## The exercise:
Please state how the Parentheses Perfection Kit text defines the EfficiencyScore of a sequence.

## Extract:
Amazon OA Question [Parentheses Perfection Kit]

Round 1

Questions: At Amazon, a user owns a unique tool called the "Parentheses Perfection Kit." This kit contains different types of parentheses, each with a specific efficiency rating. The goal is to create a balanced sequence of parentheses by adding zero or more parentheses from the kit to maximize the sequences total EfficiencyScore. The EfficiencyScore of a sequence is the sum of the efficiency ratings of the parentheses used from the kit.

A sequence is considered balanced if it has an equal number of opening '(' and closing ')' parentheses, with each opening parentheses properly matched with a closing one in the correct order (i.e., circular balance). For instance, sequences like (()), (), and (()()) are balanced, while sequences like ), ((), and (()(())) are not.

## Record excerpts:
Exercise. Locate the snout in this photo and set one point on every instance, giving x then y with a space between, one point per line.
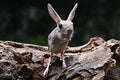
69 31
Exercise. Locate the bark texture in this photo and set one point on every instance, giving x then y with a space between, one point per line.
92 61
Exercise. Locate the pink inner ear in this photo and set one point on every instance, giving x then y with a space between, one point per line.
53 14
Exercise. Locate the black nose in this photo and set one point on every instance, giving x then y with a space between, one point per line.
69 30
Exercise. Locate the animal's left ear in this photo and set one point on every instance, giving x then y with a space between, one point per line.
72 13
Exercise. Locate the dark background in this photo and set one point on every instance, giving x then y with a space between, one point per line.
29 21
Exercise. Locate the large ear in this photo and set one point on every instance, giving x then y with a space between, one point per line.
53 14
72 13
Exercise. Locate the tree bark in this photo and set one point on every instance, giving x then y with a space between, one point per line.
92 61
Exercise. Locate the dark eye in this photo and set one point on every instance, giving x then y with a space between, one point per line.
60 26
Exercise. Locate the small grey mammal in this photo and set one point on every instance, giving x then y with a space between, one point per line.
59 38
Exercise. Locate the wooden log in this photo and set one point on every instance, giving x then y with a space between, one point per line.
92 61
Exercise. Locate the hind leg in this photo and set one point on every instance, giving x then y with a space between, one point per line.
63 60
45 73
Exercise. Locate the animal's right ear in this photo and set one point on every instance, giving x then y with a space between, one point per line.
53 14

## Complete answer:
The EfficiencyScore is the sum of the efficiency ratings of the parentheses used from the kit.